Task data.
=====

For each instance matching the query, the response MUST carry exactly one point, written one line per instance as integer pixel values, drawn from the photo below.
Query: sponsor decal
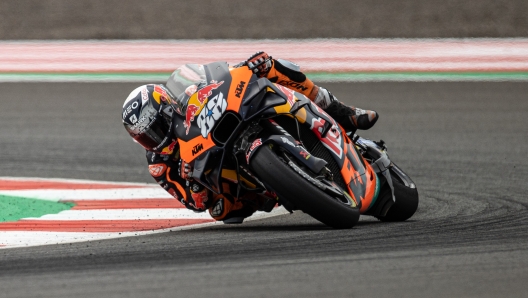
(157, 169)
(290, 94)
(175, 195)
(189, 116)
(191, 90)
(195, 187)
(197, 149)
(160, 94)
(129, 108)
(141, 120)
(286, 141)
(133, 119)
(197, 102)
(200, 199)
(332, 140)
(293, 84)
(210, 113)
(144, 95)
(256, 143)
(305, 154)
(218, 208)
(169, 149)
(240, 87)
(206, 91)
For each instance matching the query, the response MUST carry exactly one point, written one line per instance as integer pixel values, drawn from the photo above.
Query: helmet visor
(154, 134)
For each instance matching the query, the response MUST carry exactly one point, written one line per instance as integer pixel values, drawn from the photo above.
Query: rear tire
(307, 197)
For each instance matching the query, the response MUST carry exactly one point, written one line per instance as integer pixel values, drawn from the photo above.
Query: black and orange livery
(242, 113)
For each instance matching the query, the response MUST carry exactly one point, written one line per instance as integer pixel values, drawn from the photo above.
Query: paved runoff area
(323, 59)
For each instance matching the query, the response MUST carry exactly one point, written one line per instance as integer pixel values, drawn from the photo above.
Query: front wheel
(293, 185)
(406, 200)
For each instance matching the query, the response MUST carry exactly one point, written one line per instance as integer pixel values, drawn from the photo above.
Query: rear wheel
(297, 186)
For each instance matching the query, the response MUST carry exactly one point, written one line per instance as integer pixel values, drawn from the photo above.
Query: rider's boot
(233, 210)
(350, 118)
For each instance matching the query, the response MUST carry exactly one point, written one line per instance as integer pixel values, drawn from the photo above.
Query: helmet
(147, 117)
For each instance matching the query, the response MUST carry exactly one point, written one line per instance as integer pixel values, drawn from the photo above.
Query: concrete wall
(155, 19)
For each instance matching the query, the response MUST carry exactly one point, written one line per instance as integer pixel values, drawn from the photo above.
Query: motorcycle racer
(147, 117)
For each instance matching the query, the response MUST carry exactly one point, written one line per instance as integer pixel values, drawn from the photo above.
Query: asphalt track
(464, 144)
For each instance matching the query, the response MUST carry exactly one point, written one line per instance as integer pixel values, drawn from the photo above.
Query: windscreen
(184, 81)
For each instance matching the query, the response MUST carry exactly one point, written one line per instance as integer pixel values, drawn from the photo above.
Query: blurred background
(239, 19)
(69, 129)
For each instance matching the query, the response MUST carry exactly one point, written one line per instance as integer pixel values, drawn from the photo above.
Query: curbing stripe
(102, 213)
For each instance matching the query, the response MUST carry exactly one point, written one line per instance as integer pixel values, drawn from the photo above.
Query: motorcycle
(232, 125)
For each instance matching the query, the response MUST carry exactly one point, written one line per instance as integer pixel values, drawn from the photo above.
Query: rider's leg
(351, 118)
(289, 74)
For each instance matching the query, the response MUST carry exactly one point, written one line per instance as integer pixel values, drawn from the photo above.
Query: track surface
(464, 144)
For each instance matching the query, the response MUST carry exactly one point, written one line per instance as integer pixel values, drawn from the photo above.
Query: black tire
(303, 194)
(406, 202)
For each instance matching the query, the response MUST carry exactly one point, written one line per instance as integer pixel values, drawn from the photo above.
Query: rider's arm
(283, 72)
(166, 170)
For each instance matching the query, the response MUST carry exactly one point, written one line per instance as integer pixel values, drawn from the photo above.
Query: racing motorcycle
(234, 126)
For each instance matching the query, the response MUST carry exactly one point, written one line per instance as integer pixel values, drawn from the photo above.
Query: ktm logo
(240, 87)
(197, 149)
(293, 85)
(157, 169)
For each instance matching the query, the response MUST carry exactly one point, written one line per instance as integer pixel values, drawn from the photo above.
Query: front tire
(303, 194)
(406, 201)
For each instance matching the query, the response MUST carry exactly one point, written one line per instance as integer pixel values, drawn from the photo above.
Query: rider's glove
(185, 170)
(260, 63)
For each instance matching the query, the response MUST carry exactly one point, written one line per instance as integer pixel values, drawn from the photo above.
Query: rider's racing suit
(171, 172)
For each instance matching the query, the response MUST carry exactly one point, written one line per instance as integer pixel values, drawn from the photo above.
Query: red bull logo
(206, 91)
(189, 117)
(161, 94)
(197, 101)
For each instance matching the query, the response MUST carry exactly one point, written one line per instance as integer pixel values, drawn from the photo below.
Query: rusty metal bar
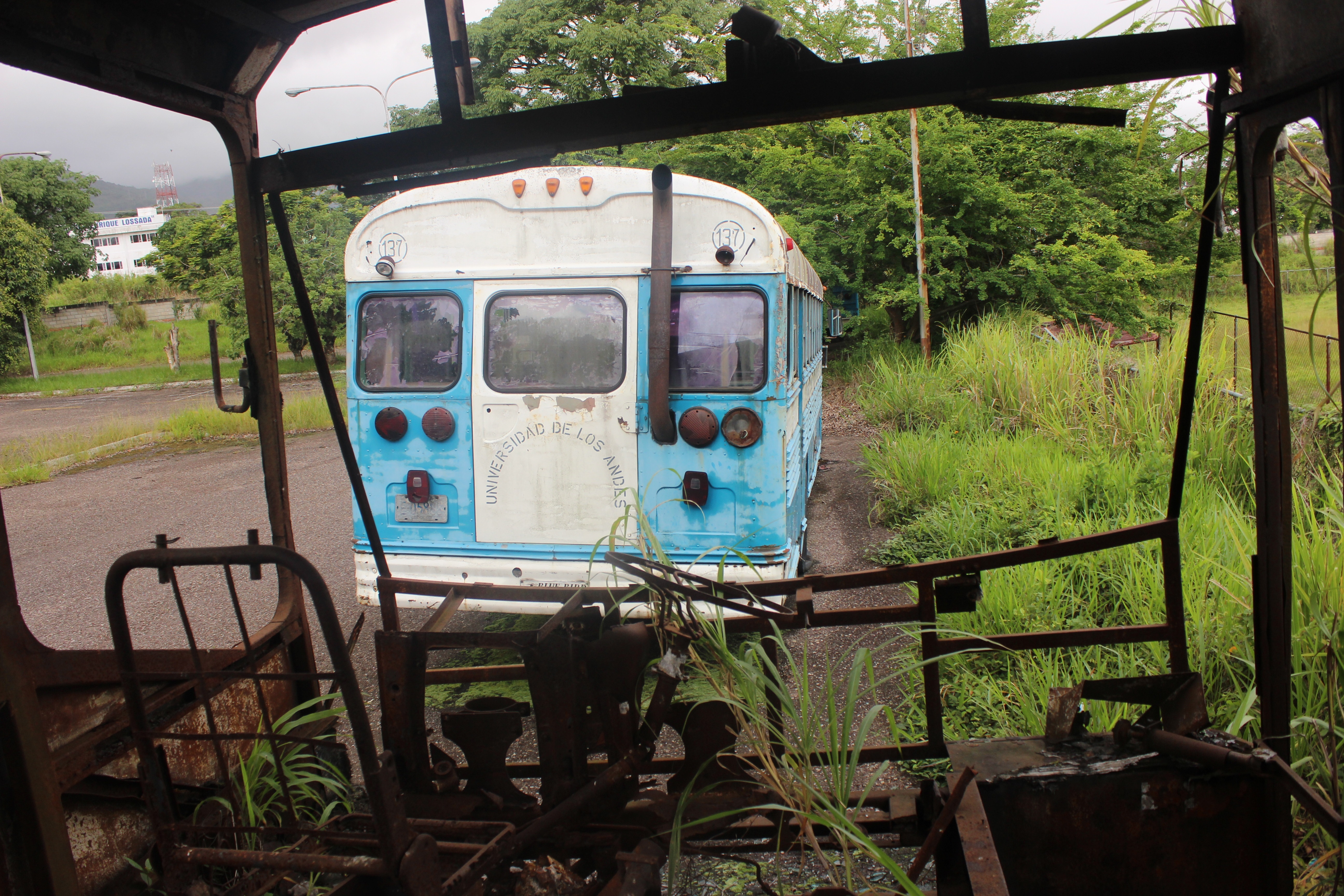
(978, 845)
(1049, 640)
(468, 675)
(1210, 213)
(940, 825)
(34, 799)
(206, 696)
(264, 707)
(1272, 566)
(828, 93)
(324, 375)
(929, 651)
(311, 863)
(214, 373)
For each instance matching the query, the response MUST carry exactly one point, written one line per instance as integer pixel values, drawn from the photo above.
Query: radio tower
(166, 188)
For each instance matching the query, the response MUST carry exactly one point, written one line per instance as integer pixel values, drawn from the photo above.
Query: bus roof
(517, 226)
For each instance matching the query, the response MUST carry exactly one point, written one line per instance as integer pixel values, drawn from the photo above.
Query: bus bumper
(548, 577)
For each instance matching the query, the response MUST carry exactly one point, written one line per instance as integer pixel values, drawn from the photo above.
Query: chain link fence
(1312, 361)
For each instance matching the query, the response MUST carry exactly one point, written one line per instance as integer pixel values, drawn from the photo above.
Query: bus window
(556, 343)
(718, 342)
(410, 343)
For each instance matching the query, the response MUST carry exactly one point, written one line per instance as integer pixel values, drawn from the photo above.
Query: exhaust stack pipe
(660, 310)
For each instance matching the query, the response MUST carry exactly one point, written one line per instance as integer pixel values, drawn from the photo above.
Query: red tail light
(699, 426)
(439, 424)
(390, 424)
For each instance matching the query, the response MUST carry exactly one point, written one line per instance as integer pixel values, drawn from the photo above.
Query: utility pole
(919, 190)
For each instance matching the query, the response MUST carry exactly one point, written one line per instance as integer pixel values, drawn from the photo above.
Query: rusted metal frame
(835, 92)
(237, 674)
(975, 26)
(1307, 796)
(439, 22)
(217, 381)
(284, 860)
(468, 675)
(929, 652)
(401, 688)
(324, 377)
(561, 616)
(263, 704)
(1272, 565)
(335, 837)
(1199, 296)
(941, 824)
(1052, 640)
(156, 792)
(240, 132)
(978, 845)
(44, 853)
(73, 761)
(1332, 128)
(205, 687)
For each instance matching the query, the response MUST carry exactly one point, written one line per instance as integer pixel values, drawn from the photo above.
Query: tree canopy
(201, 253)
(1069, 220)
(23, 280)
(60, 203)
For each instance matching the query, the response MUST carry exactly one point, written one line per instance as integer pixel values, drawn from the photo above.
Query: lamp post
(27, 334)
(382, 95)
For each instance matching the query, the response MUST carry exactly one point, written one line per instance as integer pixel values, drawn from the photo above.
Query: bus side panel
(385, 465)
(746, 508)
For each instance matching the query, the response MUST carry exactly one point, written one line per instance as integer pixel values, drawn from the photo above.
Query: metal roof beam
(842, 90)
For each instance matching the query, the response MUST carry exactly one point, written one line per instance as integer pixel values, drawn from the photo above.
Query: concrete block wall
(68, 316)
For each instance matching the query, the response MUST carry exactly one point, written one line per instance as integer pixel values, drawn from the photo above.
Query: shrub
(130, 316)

=====

The answer is the full listing above, reproduced character for character, minus its images.

Task output.
For each instance matching the query, the response MUST carry exactly one point, written one line per instance as integer pixel values, drawn from the photo below.
Query: sponsor decal
(157, 169)
(290, 94)
(175, 195)
(189, 116)
(191, 90)
(195, 187)
(197, 149)
(160, 94)
(129, 108)
(141, 120)
(286, 141)
(133, 119)
(197, 102)
(200, 199)
(332, 140)
(293, 84)
(210, 113)
(144, 95)
(256, 143)
(305, 154)
(218, 208)
(169, 149)
(240, 87)
(206, 91)
For each instance matching the query, the response MUST carry exactly one point, written one line per instance as integer pixel values, drawn from the photo above.
Query: helmet visor
(154, 134)
For each instance matching the query, the response MUST carry exactly one point, written one line per instance as integer pixel values, drawn from the photo above.
Query: rear tire
(307, 197)
For each instance matching the query, the response MUST carry exactly one point, written one line per instance as integer pixel values, drawn from the photo above.
Query: black and orange livery
(242, 113)
For each instance matching the query, the response MUST carry exactly one point, written one line per instance as integer pixel values, drawn from the photo above.
Query: paved runoff area
(323, 59)
For each instance matching the query, the response MUST carry exactly one point, written one line per instance as integer pixel values, drawn from the photo above.
Query: front wheel
(293, 185)
(406, 200)
For each instance matching the query, the response MUST carry exactly one point, written one line per instance as integer pixel values, drawn from the photo above.
Query: rear wheel
(297, 186)
For each instance matching the query, the response MUST carry exactly one point, written one line per instance as integer pixel values, drawn from the photo above.
Query: rider's boot
(233, 210)
(350, 118)
For each instance matching the query, the response MUST carry exactly one point, written one line per instance as integer pixel values, drawn from the photo above.
Query: helmet
(147, 117)
For each instance matching the query, the response MUST carry exactly one point, written one line per instance as integer pixel values, drawn from the photo above.
Query: concrete wall
(155, 19)
For each instance matching the query, the response MUST carry exactly one point, written one line per instance as integer pixel values, drawn from the photo above.
Query: motorcycle racer
(147, 117)
For each instance matching the query, the response MUST carry exactly one point, written one line per instance as integer pixel values, drawn from the photo above.
Query: asphalt track
(464, 144)
For each instance matching the query, the response MUST carry exactly one point, written one line per instance as integer pixel values, drawn from the photo above.
Query: windscreen
(184, 81)
For each instance matching the query, the response MUST carry exactly one point, written one line per instance as integer pixel values, drawn from the photo above.
Query: blurred background
(239, 19)
(69, 129)
For each instance matching the query, the response MUST carry exactly one point, written one line per instance as integer pixel values, drawn from the photo above.
Query: curbing stripe
(102, 213)
For each instance matching the query, the response MUST carry exactly one point, written one line per instance as integer pixel values, drawn from the photo above.
Query: motorcycle
(232, 125)
For each instance matching the query, the response MUST carry exactly one point, written one line per instance as integer pixel values, drawn from the photo above.
Query: rider's leg
(351, 118)
(289, 74)
For each instance matching the query, the response MUST carry exactly one point, written one line per instance as integer pixel values, drawn from the photo above.
Query: track surface
(464, 144)
For each instance matching the query, the response MUST carry exactly one point, written one line per instance as integer pixel values, drawn from the photo above.
Query: black tire
(303, 194)
(406, 202)
For each instance matching the query, the response MUST carry exactly one point, written one line per instance as integer pixel values, drawn from the photo above.
Query: rider's arm
(283, 72)
(166, 170)
For each instance matching the query, the response MUST carry exactly one point, written one line per instance as integer pixel values, drawn from the photo above.
Query: racing motorcycle
(234, 126)
For each instance matching the query, the response MUST carry exactly one point, written one line per instance as integer pixel values, drawn from the photo above.
Query: ktm logo
(240, 87)
(197, 149)
(293, 85)
(157, 169)
For each instance matching the query, the response MUST carry exactly one point, written one line per instance as integer pixel values, drawn from the photo above.
Query: front tire
(303, 194)
(406, 201)
For each instance matching the query, the response MUST carry exactly one point, written one line per instance as integer pixel values, drawn from the photo above.
Query: rider's glove
(185, 170)
(260, 63)
For each instance matching the query, the response MUST carry exactly one point, written one line per instance as integer pixel values, drawn from the photo above.
Query: rider's racing suit
(171, 172)
For each instance matching the query, the response MUST carry exactly one point, written one line per instance as integer pixel values, drawn from the photo above.
Query: red bull logo
(206, 91)
(189, 117)
(161, 94)
(197, 101)
For each instance matching the query, the response MUST carry exactly one point, written one line per instance as integer pixel values, drawn from the photo below.
Query: rusty metal bar
(978, 845)
(1049, 640)
(468, 675)
(1210, 213)
(940, 825)
(34, 799)
(206, 696)
(264, 707)
(1272, 566)
(828, 93)
(324, 375)
(929, 651)
(311, 863)
(214, 373)
For each instance matching the query, the response MUST carry exactly one point, written one line per instance as integer pixel values, drawn from the photo above.
Query: radio tower
(166, 188)
For each instance matching the query, the response MUST carry exactly one point, written one line per instance as integer pixel values, drawn from the photo above.
Query: bus roof
(517, 226)
For each instance matching the query, the response MUST carry exactly one point, written one line per instance as integer pixel values, drawn from the photo above.
Query: bus bumper
(548, 577)
For each instance matching the query, the response MUST carry exactly one point, written one line per instance as integer pixel values, drawn from the photo above.
Query: chain link fence
(1312, 361)
For each instance matching the query, the response MUST carry exactly one point, written one line per instance as integer pixel values, drawn from the photo above.
Query: bus window
(556, 343)
(718, 342)
(410, 343)
For each instance matching the query, the response MUST carry exactly one point, written one line per instance as integer pixel values, drawn from the photo above.
Query: exhaust stack pipe
(660, 310)
For each instance matching the query, the response MUST carry exactly one point, written one line per instance as integer pixel values, drawn from the photo above.
Query: red tail light
(699, 426)
(439, 424)
(390, 424)
For each instance matching the query, the response MUST carry exactly one point, written one line per instance as integer pixel values, drawn from the photo above.
Query: utility pole
(919, 190)
For each instance matching the query, the response MUST carry exactly one point, written one line per instance as integer pixel values, drawn from the photo above.
Query: rusted metal frame
(835, 92)
(237, 674)
(975, 26)
(1307, 796)
(439, 22)
(217, 381)
(284, 860)
(468, 675)
(929, 652)
(401, 688)
(324, 377)
(561, 616)
(263, 704)
(1272, 565)
(335, 837)
(1199, 296)
(941, 824)
(1052, 640)
(156, 792)
(240, 132)
(978, 845)
(44, 853)
(73, 761)
(1332, 128)
(205, 687)
For each instance matching the query, the response MUST carry exactly one point, written one line per instance as integer pixel values, drawn from the photo above.
Query: tree canopy
(201, 253)
(1069, 220)
(23, 280)
(60, 203)
For each instance matching the query, the response MUST carry exactly one point, written one line per instance as integer pixel values, drawn from the photo above.
Query: lamp post
(27, 334)
(382, 95)
For each instance matching the query, the response MUST carry exactly one point, written one line per instance as integer pixel values, drawn from the photo above.
Query: bus side panel
(385, 465)
(746, 508)
For each instance matching the query, the response MUST carry exactly one point, written one line per instance as integer pixel values, drawn from the photo above.
Query: metal roof beam
(842, 90)
For each instance matching the query, the response MUST carry exactly one point, written one line per instance as integer pixel values, drawn from the photo above.
Query: concrete block wall
(68, 316)
For each instance matching the query, the response MUST carry exactly one point, written one line per instance as integer pixel values, drawn from the photo above.
Query: shrub
(130, 316)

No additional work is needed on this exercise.